Task requirements: Please repeat the material from its beginning through the line containing "M104 180L102 158L69 157L70 180Z", inclusive, substituting "glass panel" for "window pane" and changing nothing else. Give only those lines, without the pictures.

Data lines:
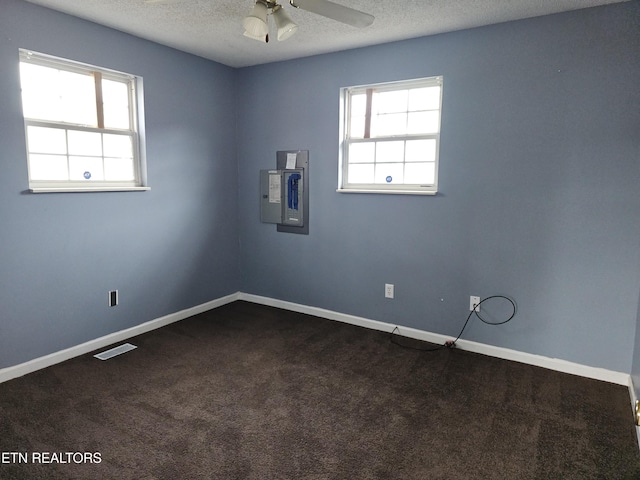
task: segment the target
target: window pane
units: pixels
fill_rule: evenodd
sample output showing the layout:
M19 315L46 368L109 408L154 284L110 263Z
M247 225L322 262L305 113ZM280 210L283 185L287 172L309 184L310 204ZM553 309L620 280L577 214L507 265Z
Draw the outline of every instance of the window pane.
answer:
M102 136L105 157L133 158L133 146L128 135Z
M364 138L365 116L351 117L349 124L351 138Z
M135 170L133 159L130 158L105 158L104 179L107 181L133 181Z
M69 180L66 155L29 155L31 180Z
M377 142L376 163L403 162L404 142Z
M349 165L349 183L373 183L373 163Z
M412 88L409 90L409 111L439 110L440 87Z
M94 132L79 132L69 130L69 154L70 155L94 155L102 156L101 134Z
M103 79L102 103L106 128L130 128L128 83Z
M363 117L367 113L367 96L362 94L351 95L351 117Z
M27 128L29 152L35 153L67 153L65 130L60 128L33 127Z
M436 161L436 141L433 138L426 140L408 140L405 162L435 162Z
M435 183L435 162L407 163L404 169L405 183L433 185Z
M58 120L76 125L97 125L95 81L92 75L60 72Z
M372 119L372 137L403 135L405 133L407 133L406 113L388 113L385 115L377 115Z
M408 133L438 133L439 117L440 112L438 110L410 112Z
M59 120L59 70L20 63L22 111L25 118Z
M377 163L374 183L403 183L402 163Z
M352 143L349 145L349 163L373 163L375 161L376 144Z
M407 90L376 93L373 95L371 108L377 114L406 112L407 95Z
M104 180L102 158L69 157L70 180Z

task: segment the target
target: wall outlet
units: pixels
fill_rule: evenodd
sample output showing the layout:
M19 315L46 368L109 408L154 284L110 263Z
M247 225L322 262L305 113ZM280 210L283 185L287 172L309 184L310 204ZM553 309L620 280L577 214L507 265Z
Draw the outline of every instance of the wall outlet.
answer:
M473 295L471 295L469 297L469 311L476 311L479 312L480 311L480 297L474 297Z
M109 306L115 307L118 304L118 291L111 290L109 292Z

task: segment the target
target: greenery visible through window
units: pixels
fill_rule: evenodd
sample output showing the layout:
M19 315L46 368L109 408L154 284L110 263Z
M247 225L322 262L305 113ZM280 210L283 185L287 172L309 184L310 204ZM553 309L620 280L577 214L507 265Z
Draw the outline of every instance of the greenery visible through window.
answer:
M142 79L20 50L32 191L144 187Z
M442 77L341 91L339 191L435 194Z

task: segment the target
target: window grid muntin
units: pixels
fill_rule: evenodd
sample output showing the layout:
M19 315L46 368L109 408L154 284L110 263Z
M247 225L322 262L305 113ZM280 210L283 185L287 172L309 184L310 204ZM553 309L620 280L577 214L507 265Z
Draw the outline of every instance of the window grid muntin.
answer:
M72 131L72 130L76 130L76 131L89 131L89 132L94 132L94 133L100 133L101 134L101 139L102 139L102 135L103 134L114 134L114 135L124 135L124 136L128 136L130 138L131 141L131 147L132 147L132 166L133 166L133 175L134 175L134 179L133 180L113 180L113 181L108 181L108 180L100 180L100 181L96 181L96 180L84 180L84 181L74 181L74 180L33 180L31 178L31 161L28 158L27 161L27 171L28 171L28 175L29 175L29 186L32 189L46 189L47 187L51 187L54 189L64 189L64 188L81 188L81 189L91 189L92 187L95 188L96 190L100 190L101 188L109 188L109 187L123 187L123 188L132 188L132 187L143 187L143 163L144 163L144 158L143 158L143 154L141 153L142 150L142 145L140 144L140 139L139 139L139 123L138 123L138 95L137 95L137 89L138 87L142 86L141 84L141 78L136 77L134 75L131 74L127 74L127 73L122 73L122 72L117 72L115 70L109 70L109 69L105 69L102 67L96 67L96 66L92 66L92 65L87 65L87 64L83 64L80 62L75 62L72 60L66 60L66 59L59 59L56 57L51 57L49 55L46 54L41 54L41 53L36 53L36 52L32 52L30 50L24 50L24 49L20 49L19 50L20 53L20 62L25 62L25 63L32 63L35 65L39 65L39 66L45 66L45 67L49 67L49 68L54 68L57 70L61 70L61 71L68 71L68 72L72 72L72 73L79 73L79 74L90 74L93 75L93 73L98 72L101 79L102 80L110 80L110 81L116 81L119 83L123 83L126 85L127 87L127 102L128 102L128 117L129 117L129 128L128 129L120 129L120 128L99 128L99 127L95 127L95 126L90 126L90 125L81 125L81 124L76 124L76 123L70 123L70 122L61 122L61 121L49 121L49 120L41 120L41 119L37 119L37 118L29 118L29 117L25 117L24 118L24 122L25 122L25 137L26 137L26 142L27 142L27 156L29 157L29 155L32 153L29 150L29 139L28 139L28 127L29 126L42 126L42 127L46 127L46 128L59 128L62 130L65 130L65 138L67 138L67 132L68 131ZM141 90L141 88L140 88ZM96 119L98 120L98 119ZM96 124L98 124L99 122L96 121ZM44 152L45 154L49 154L48 152ZM103 145L103 154L104 154L104 145ZM66 153L66 157L67 157L67 175L68 178L70 173L69 173L69 152L68 152L68 145L67 145L67 153ZM105 157L104 155L102 155L102 157L95 157L95 158L101 158L102 160L102 170L103 170L103 175L104 175L104 160L105 158L107 159L111 159L111 158L115 158L115 157Z
M438 167L439 167L439 154L440 154L440 129L441 129L441 122L442 122L442 85L443 85L443 81L442 81L443 77L442 76L438 76L438 77L428 77L428 78L422 78L422 79L417 79L417 80L410 80L410 81L401 81L401 82L393 82L393 83L389 83L389 84L378 84L378 85L368 85L368 86L361 86L361 87L349 87L349 88L344 88L342 89L342 97L343 97L343 102L344 102L344 119L343 119L343 124L341 127L341 130L343 131L343 138L342 138L342 147L341 147L341 163L342 163L342 168L341 168L341 174L339 176L339 189L344 190L344 191L348 191L348 190L352 190L352 191L381 191L384 192L385 190L387 191L397 191L397 190L402 190L402 191L406 191L406 193L411 193L412 191L416 192L416 193L435 193L437 191L437 180L438 180ZM351 117L351 99L353 96L356 95L367 95L368 91L372 91L375 90L376 93L379 92L387 92L387 91L393 91L393 90L412 90L415 88L429 88L429 87L439 87L440 91L439 91L439 102L438 102L438 108L437 109L427 109L427 110L420 110L420 111L437 111L438 114L438 121L437 121L437 132L436 133L429 133L429 134L401 134L401 135L385 135L385 136L379 136L379 137L372 137L372 138L366 138L365 137L356 137L356 138L352 138L351 137L351 132L352 132L352 117ZM409 97L409 94L407 94L407 98ZM408 102L409 100L407 100ZM369 106L370 107L370 106ZM407 105L406 107L406 114L408 115L408 113L412 112L412 110L410 110L409 105ZM369 112L368 112L369 113ZM374 113L370 112L371 116L373 117ZM367 127L365 126L365 129ZM402 183L402 184L398 184L398 183L388 183L388 184L378 184L378 183L352 183L349 182L349 174L348 174L348 170L349 170L349 166L351 165L350 161L349 161L349 149L350 146L354 143L367 143L367 142L378 142L378 141L395 141L395 140L399 140L399 139L403 139L405 141L407 140L412 140L412 139L434 139L436 144L435 144L435 162L425 162L425 163L435 163L435 165L433 165L433 173L434 173L434 181L433 183L429 183L429 184L420 184L420 183ZM406 151L405 151L406 154ZM422 163L422 162L418 162L418 163ZM363 163L360 163L360 165L362 165ZM403 165L406 164L405 160L403 159L402 162ZM374 162L374 168L375 168L375 162Z

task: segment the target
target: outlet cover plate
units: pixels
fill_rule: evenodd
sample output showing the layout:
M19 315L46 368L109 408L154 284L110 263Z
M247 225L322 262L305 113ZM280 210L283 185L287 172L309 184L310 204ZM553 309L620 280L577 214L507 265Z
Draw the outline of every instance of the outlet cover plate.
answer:
M476 312L480 311L480 297L476 297L471 295L469 297L469 311L472 312L473 311L473 307L475 306L475 310Z

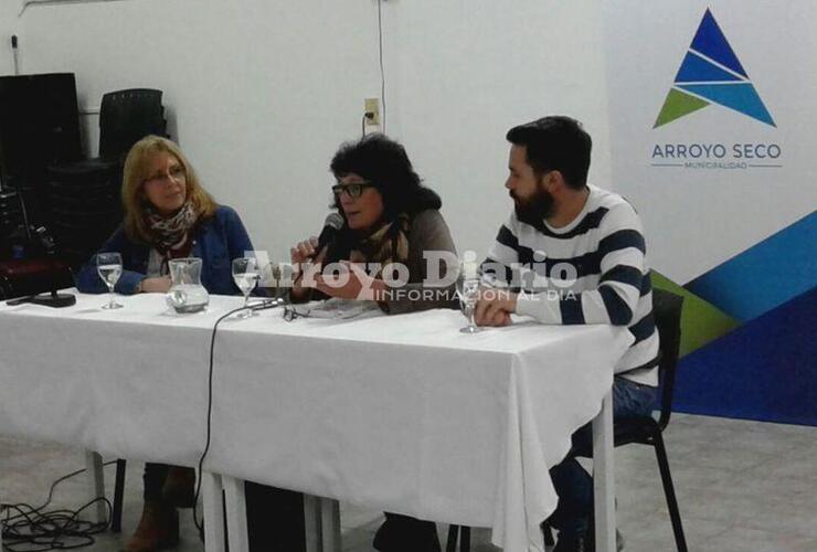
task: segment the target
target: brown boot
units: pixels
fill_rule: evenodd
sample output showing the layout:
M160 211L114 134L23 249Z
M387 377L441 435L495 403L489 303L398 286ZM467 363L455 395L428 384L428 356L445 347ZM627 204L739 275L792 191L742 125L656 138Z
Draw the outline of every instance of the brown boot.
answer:
M179 543L179 512L170 505L146 501L139 526L125 552L155 552Z
M195 470L170 466L165 486L161 488L161 498L177 508L192 508L195 501Z

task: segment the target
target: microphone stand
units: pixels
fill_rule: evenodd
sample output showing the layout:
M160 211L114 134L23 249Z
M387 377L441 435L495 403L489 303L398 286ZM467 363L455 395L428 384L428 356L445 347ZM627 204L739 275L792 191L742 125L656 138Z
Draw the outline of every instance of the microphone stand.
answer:
M56 263L56 251L54 245L54 240L51 238L49 234L45 233L45 227L40 226L36 229L36 235L40 237L40 242L45 247L45 255L47 256L50 261L50 265L52 270L55 270ZM71 307L73 305L76 305L76 296L73 294L60 294L56 290L56 280L54 278L51 279L51 293L50 294L43 294L43 295L30 295L29 297L21 297L19 299L12 299L10 301L6 301L7 305L13 307L15 305L22 305L23 302L32 302L34 305L42 305L44 307L51 307L51 308L63 308L63 307Z

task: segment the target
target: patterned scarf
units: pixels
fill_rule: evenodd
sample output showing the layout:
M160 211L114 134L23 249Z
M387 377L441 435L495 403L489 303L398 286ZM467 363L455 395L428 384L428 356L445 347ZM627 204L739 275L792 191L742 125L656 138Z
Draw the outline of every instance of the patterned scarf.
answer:
M146 205L145 209L145 220L153 238L152 244L163 257L171 251L184 248L190 242L190 230L198 219L189 201L172 216L162 216L150 205Z
M383 267L390 263L403 263L408 261L408 215L400 214L393 222L384 223L365 240L358 242L349 254L352 263L380 263L376 274L382 275Z

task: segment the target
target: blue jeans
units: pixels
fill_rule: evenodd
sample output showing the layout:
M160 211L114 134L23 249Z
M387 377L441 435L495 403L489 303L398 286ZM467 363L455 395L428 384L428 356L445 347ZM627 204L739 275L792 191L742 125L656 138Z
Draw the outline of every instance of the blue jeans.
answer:
M613 382L613 423L633 416L648 416L658 394L657 388L616 378ZM593 428L586 424L573 434L573 443L592 443ZM593 516L593 478L579 464L573 452L550 470L559 505L548 519L559 538L584 534Z

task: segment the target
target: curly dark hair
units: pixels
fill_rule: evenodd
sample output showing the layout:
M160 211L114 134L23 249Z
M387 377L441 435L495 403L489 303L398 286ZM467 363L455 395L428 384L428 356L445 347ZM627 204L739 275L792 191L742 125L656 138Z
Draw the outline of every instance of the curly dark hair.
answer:
M393 221L400 213L413 215L439 209L439 197L425 188L414 172L405 148L382 134L371 134L340 146L329 166L336 179L353 172L368 180L383 197L383 219ZM335 208L340 201L335 198Z

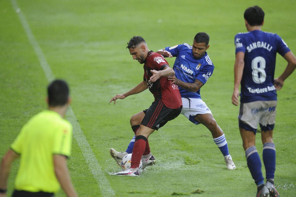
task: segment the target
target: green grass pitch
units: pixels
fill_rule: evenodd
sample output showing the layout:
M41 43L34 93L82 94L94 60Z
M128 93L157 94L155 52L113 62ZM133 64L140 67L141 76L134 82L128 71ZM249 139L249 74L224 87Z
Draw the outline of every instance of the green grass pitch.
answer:
M46 107L48 81L13 8L14 0L0 1L0 159L22 126ZM231 102L234 37L238 32L246 31L245 9L258 4L265 12L262 30L278 33L296 54L296 2L17 2L53 73L70 85L71 108L89 144L91 154L100 167L100 172L91 169L87 155L74 137L68 165L80 196L255 196L255 186L247 166L238 130L239 108ZM207 52L215 66L213 76L201 89L202 98L225 134L237 169L226 169L222 154L205 127L195 126L181 115L149 137L156 165L147 168L136 178L110 175L119 169L108 149L125 150L133 135L130 117L147 108L153 100L146 90L118 100L115 105L109 103L115 95L129 90L142 80L142 65L133 60L126 49L127 42L134 36L141 36L149 49L155 51L184 42L191 44L200 31L210 37ZM278 56L276 77L287 65ZM171 66L174 59L168 60ZM274 133L277 150L275 182L282 196L296 196L295 76L292 74L278 92ZM260 135L257 136L256 145L262 158ZM17 160L13 164L8 196L13 189L19 164ZM265 174L264 166L262 170ZM106 193L106 190L109 193ZM65 196L60 190L56 196Z

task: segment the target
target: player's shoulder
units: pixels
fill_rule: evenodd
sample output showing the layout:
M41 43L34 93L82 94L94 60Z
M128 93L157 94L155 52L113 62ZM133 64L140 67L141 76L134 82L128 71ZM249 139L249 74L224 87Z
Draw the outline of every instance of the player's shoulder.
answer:
M214 64L210 58L210 56L209 56L207 53L206 52L205 55L202 58L202 64L203 65L207 65L208 66L212 67L213 68L214 68Z
M189 49L191 50L192 49L192 46L186 43L184 43L182 44L180 44L180 47L183 49Z

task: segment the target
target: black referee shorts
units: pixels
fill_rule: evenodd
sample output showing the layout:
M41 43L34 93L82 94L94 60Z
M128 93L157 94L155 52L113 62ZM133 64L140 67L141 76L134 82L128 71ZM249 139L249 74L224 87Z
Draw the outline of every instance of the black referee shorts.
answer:
M26 191L15 190L12 197L54 197L53 193L43 192L30 192Z
M149 108L143 110L145 116L141 124L158 130L168 121L178 116L182 109L182 106L178 109L169 108L161 100L158 99L152 102Z

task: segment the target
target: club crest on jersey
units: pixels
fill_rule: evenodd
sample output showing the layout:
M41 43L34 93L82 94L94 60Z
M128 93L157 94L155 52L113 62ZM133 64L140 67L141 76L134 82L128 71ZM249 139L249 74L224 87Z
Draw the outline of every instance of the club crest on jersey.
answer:
M170 47L168 49L169 49L170 50L171 49L173 49L175 48L176 48L176 47L177 47L178 46L178 45L176 45L175 46L174 46L173 47Z
M237 38L235 40L235 47L237 48L240 48L242 47L242 43L239 42L239 40L240 39L239 38Z
M199 64L198 64L198 65L196 67L196 68L195 68L195 69L198 71L199 69L200 68L200 67L201 66L202 66L201 64L200 63Z

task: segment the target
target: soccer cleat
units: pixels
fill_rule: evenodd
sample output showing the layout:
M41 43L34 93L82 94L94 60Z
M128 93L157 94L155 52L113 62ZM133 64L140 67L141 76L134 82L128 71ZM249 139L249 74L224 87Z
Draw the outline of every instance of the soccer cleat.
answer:
M256 197L267 197L269 196L269 191L266 186L264 185L257 193Z
M154 156L151 154L151 153L149 155L147 155L148 156L143 156L142 158L142 169L143 170L147 166L151 166L155 164L155 158ZM145 158L146 157L146 158Z
M118 152L114 148L110 148L110 155L115 160L118 166L121 166L121 160L125 155L121 152Z
M232 158L230 155L224 156L224 160L227 166L227 169L229 170L234 170L235 169L235 165L233 163Z
M268 179L266 181L265 186L269 191L269 196L270 197L279 197L279 194L273 183L273 181L270 181Z
M139 177L140 175L139 168L136 169L129 168L124 171L122 171L114 174L115 175L128 176L130 177Z

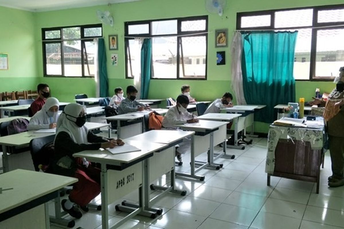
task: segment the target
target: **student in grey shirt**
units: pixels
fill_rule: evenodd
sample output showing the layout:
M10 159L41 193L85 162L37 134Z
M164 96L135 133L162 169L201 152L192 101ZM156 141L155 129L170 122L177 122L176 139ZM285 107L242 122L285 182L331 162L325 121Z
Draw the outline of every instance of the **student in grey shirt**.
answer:
M118 109L119 114L136 111L142 111L143 110L150 109L148 105L146 105L135 100L137 95L137 89L133 86L131 85L127 87L127 97L122 101L119 105Z

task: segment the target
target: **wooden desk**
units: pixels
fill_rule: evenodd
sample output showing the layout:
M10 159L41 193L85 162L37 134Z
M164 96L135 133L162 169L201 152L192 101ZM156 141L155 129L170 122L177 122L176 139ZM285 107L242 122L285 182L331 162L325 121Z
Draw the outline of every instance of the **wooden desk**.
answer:
M111 228L117 228L135 216L139 214L154 218L156 213L149 210L145 205L143 197L145 179L147 179L149 168L144 166L147 159L153 156L153 152L166 147L159 143L141 141L124 140L141 150L141 151L113 154L108 151L86 150L73 156L76 157L86 158L89 161L99 163L101 166L100 186L101 192L101 221L103 229L108 229L109 226L108 205L120 199L138 188L139 197L138 208L117 205L116 210L130 214L116 223ZM140 194L139 194L140 195Z
M0 228L49 228L47 202L57 197L60 189L77 181L21 169L0 175Z
M216 164L214 163L214 147L215 132L216 130L219 131L216 133L216 136L222 136L222 142L227 140L226 137L227 134L226 126L229 123L227 122L209 121L208 120L199 120L199 122L192 125L180 124L175 125L174 126L180 128L184 130L194 131L195 134L191 137L191 174L176 173L177 175L195 178L203 181L204 177L196 176L195 174L200 170L205 167L211 169L219 169L222 168L222 164ZM208 160L207 162L195 161L196 157L205 152L208 152ZM199 166L195 170L195 166Z

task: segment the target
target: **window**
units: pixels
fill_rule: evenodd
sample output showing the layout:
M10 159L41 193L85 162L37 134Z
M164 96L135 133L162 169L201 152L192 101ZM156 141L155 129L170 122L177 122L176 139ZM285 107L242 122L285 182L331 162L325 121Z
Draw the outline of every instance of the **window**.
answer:
M42 29L44 76L94 76L95 38L101 24Z
M141 72L140 43L152 39L152 79L206 78L208 17L125 23L126 77Z
M330 80L344 65L344 5L239 13L237 29L298 31L296 80Z

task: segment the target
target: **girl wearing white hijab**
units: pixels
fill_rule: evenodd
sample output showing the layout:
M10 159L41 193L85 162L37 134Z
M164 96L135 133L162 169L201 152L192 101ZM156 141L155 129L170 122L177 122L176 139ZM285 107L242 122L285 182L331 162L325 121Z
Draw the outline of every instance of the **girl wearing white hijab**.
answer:
M42 110L31 118L28 126L28 130L52 129L56 127L58 118L59 102L56 98L48 99Z
M80 218L82 214L73 203L87 211L87 204L100 192L100 170L93 167L85 158L75 158L73 153L100 148L113 148L117 145L108 139L88 131L84 125L86 122L85 107L70 103L60 115L54 142L54 158L51 165L53 173L78 178L74 184L68 199L61 202L62 208L72 216Z

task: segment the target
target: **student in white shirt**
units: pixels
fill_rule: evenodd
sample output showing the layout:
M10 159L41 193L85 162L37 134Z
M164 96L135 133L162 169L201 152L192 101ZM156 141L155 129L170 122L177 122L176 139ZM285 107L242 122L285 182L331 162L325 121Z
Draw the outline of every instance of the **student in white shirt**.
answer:
M47 99L42 110L35 114L30 119L28 130L56 128L59 116L59 103L56 98L51 97Z
M189 113L186 110L189 104L189 98L184 95L177 98L177 104L169 109L162 119L162 126L170 129L178 129L175 125L183 123L192 123L198 122L197 116ZM180 162L182 162L181 154L185 153L191 146L190 138L183 139L183 142L179 144L179 147L176 150L176 156Z
M109 103L109 105L114 108L117 108L121 102L125 98L123 96L123 90L122 88L118 87L115 89L115 94L111 99L111 101Z
M220 109L233 107L232 100L233 96L229 92L226 92L222 99L217 99L209 105L203 114L208 113L219 113Z
M194 103L196 102L196 99L193 98L190 95L190 85L185 84L182 86L181 89L182 91L182 94L186 95L189 99L189 102Z

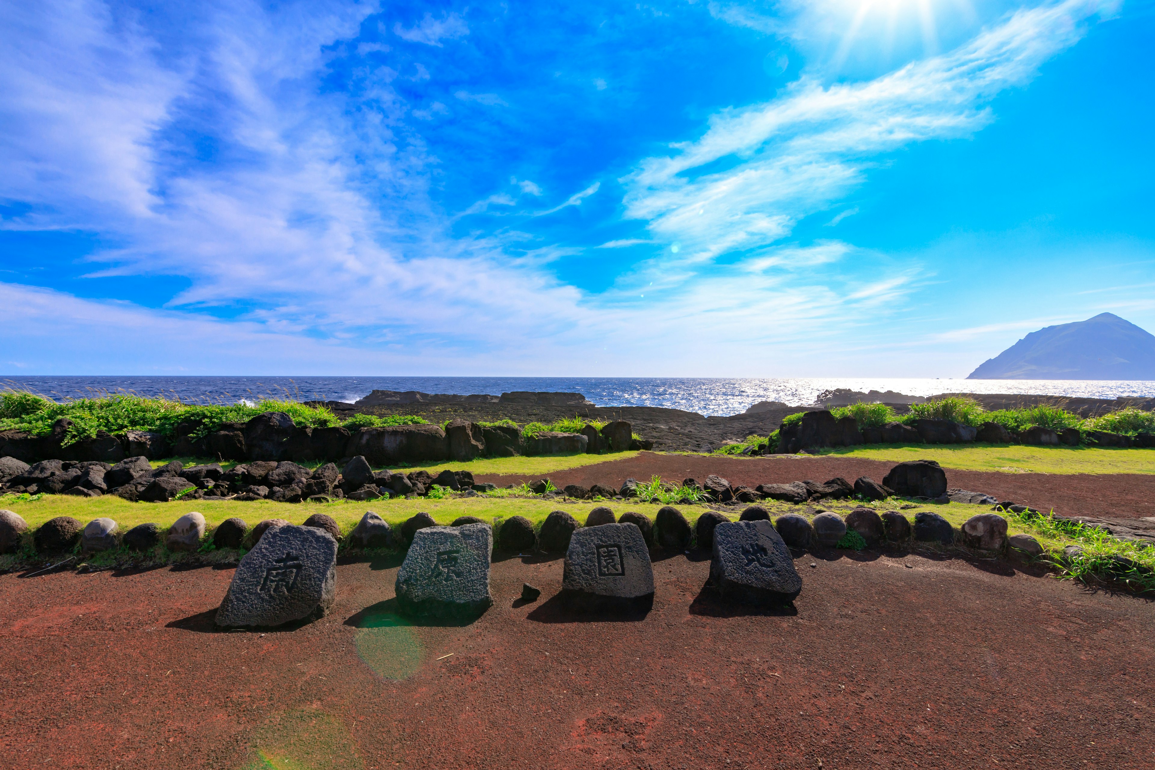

Task response:
task: segment the target
target: glass panel
units: pixels
fill_rule: evenodd
sample output showing the layout:
M19 315L46 368L109 408L154 284L110 263Z
M247 225L322 262L305 113ZM280 210L283 185L287 172L309 184L310 204ZM553 309L620 280L577 214L507 265Z
Draw the outline of every instance of the glass panel.
answer:
M102 136L105 157L133 158L133 146L128 135Z
M364 138L365 116L351 117L349 124L351 138Z
M135 170L133 159L130 158L105 158L104 179L107 181L133 181Z
M69 180L66 155L29 155L31 180Z
M377 142L376 163L403 162L404 142Z
M349 165L349 183L373 183L373 163Z
M412 88L409 90L409 111L439 110L440 87Z
M94 132L79 132L69 130L69 154L70 155L94 155L102 156L101 134Z
M103 79L102 103L106 128L130 128L128 83Z
M363 117L367 113L367 96L362 94L351 95L351 117Z
M27 128L29 152L35 153L67 153L65 130L60 128L33 127Z
M436 161L436 141L433 138L426 140L408 140L405 162L435 162Z
M435 183L435 162L407 163L404 169L405 183L433 185Z
M58 120L76 125L97 125L95 81L92 75L60 72Z
M372 119L372 137L403 135L405 133L407 133L406 113L388 113L385 115L377 115Z
M408 133L438 133L439 117L440 112L438 110L410 112Z
M59 120L59 70L20 63L22 111L25 118Z
M377 163L374 183L403 183L402 163Z
M352 143L349 145L349 163L373 163L375 161L376 144Z
M407 90L376 93L373 95L371 108L377 114L406 112L407 95Z
M104 180L102 158L69 157L70 180Z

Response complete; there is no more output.